# start of Document

Configure and Use Ceph Block Device on Linux Clients

|
Last Updated:
|
|

In this guide, you will learn how to configure and use Ceph block device on Linux clients. Ceph provides various interfaces through which clients can access storage. Such interfaces include the Ceph Object Storage (for object storage), Ceph File System (for distributed posix-compliant filesystem) and the RADOS Block Device (RBD) for (block-based storage).

Ceph RBD (RADOS Block Device) block storage stripes virtual disks over objects within a Ceph storage cluster, distributing data and workload across all available devices for extreme scalability and performance. RBD disk images are thinly provisioned, support both read-only snapshots and writable clones, and can be asynchronously mirrored to remote Ceph clusters in other data centers for disaster recovery or backup, making Ceph RBD the leading choice for block storage in public/private cloud and virtualization environments.

RBD integrates well to KVMs such as QEMU, and cloud-based computing systems like OpenStack and CloudStack that rely on libvirt and QEMU to integrate with Ceph block devices.

Configure and Use Ceph Block Device on Linux Clients

Deploy Ceph Storage Cluster

Before you can proceed, ensure that you have a running Ceph storage cluster.

In our previous guide, we learnt how to deploy a three node Ceph Storage Cluster. Check the links below;

Install and Setup Ceph Storage Cluster on Ubuntu

Setup Linux Client for Ceph Block Device Storage Use

Copy SSH Keys to Linux Client

Copy the Ceph SSH key generated by the bootstrap command to Ceph block device Linux client. Ensure Root Login is permitted on the client.

# end of Document

▶ **Written instruction A**: Please write out the part of the Ceph guide between "Ceph RBD (RADOS" and "Ceph block devices.", inclusive.
The rows that come next are unrelated to the Ceph guide.

# start of Material for this exercise

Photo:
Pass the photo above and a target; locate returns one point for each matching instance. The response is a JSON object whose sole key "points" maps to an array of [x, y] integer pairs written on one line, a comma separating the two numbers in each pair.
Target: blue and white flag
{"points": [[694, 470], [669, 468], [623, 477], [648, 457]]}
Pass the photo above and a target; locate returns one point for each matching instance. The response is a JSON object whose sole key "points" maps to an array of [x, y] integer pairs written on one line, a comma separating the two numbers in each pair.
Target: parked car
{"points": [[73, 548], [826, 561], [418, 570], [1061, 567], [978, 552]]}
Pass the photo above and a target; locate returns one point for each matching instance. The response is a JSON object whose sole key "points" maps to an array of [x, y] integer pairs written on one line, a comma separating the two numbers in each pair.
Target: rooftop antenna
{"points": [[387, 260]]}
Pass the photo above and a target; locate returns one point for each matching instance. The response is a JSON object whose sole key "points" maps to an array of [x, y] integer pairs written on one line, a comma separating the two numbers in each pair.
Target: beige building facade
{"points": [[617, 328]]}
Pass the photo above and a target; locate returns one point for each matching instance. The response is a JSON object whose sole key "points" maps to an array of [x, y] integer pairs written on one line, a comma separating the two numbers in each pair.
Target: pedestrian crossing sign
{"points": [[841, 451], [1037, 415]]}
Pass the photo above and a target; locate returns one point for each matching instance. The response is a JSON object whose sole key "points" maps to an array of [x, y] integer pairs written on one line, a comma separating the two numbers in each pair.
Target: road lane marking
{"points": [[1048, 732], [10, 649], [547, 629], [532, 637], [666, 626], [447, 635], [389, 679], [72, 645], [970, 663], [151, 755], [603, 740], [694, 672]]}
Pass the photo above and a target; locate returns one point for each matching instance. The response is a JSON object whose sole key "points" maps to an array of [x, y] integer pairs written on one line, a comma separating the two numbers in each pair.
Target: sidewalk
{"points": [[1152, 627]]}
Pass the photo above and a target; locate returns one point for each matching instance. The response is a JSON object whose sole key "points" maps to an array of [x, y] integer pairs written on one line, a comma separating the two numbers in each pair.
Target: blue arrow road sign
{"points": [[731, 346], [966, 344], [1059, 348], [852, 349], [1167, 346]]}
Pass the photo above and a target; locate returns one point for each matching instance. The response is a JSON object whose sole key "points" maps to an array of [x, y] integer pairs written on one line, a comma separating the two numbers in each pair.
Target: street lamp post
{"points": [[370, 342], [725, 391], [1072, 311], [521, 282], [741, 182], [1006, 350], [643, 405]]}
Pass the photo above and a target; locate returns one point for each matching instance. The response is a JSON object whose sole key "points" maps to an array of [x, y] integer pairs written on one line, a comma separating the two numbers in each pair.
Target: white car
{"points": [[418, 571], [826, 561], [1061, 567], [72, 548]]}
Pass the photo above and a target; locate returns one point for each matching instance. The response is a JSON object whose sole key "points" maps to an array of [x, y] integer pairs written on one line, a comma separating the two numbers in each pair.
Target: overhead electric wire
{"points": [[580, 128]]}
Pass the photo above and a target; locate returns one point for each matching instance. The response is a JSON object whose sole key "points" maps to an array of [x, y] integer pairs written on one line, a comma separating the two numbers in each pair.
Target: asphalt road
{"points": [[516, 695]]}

# end of Material for this exercise

▶ **Written instruction B**: Report every line in the rows that contains the word "white".

▶ **Expected answer A**:
Ceph RBD (RADOS Block Device) block storage stripes virtual disks over objects within a Ceph storage cluster, distributing data and workload across all available devices for extreme scalability and performance. RBD disk images are thinly provisioned, support both read-only snapshots and writable clones, and can be asynchronously mirrored to remote Ceph clusters in other data centers for disaster recovery or backup, making Ceph RBD the leading choice for block storage in public/private cloud and virtualization environments.

RBD integrates well to KVMs such as QEMU, and cloud-based computing systems like OpenStack and CloudStack that rely on libvirt and QEMU to integrate with Ceph block devices.

▶ **Expected answer B**:
Target: blue and white flag
Target: white car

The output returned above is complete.